**Task details:** Please repeat the line that contains "Target: picture frame" and every line after it, exactly, through the end of the records.

══════

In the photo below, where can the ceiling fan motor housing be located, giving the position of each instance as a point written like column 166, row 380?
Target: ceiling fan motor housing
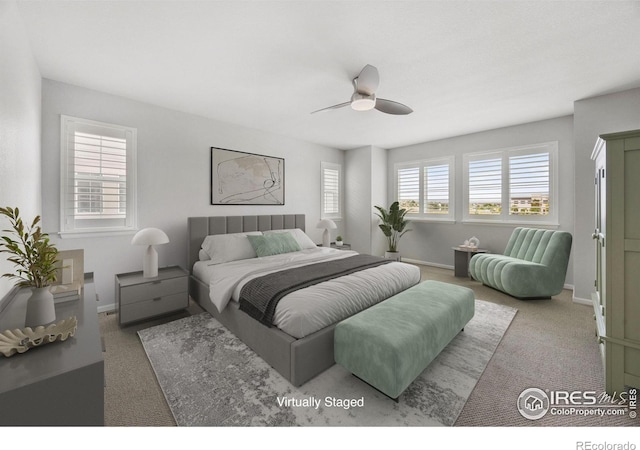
column 363, row 102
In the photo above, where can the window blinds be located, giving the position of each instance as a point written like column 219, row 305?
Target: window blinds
column 485, row 186
column 330, row 190
column 529, row 184
column 436, row 189
column 97, row 164
column 409, row 188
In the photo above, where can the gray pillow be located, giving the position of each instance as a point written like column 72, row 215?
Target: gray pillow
column 274, row 244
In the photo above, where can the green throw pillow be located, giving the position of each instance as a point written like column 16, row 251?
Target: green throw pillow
column 274, row 244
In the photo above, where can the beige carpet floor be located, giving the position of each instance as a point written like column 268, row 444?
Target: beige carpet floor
column 550, row 345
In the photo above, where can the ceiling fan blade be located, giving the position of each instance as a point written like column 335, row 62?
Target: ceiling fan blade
column 339, row 105
column 391, row 107
column 368, row 80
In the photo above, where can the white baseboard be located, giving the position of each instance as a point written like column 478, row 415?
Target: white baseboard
column 582, row 301
column 107, row 308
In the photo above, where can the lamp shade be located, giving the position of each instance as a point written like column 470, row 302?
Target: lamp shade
column 327, row 224
column 150, row 236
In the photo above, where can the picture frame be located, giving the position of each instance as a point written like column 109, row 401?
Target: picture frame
column 241, row 178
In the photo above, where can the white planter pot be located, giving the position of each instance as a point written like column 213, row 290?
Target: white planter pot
column 40, row 308
column 392, row 255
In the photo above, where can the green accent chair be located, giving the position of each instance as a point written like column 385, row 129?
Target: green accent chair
column 389, row 344
column 533, row 266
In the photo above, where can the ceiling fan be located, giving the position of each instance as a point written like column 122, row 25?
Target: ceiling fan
column 364, row 95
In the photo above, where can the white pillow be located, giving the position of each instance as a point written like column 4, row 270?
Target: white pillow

══════

**Result of the exercise:**
Target: picture frame
column 241, row 178
In the photo above, where can the white planter pot be located, giving the position of each instance as a point written like column 213, row 290?
Target: white planter pot
column 40, row 308
column 392, row 255
In the photo above, where can the green accent chair be located, giving the position of each instance as a point written like column 385, row 129?
Target: green accent chair
column 389, row 344
column 533, row 266
In the photo above, where can the ceiling fan be located, giving the position of each instance as a point written like column 122, row 25?
Target: ceiling fan
column 364, row 95
In the photo above, where can the white pillow be located, giving the position of each instance as a point written like column 4, row 270?
Target: white pillow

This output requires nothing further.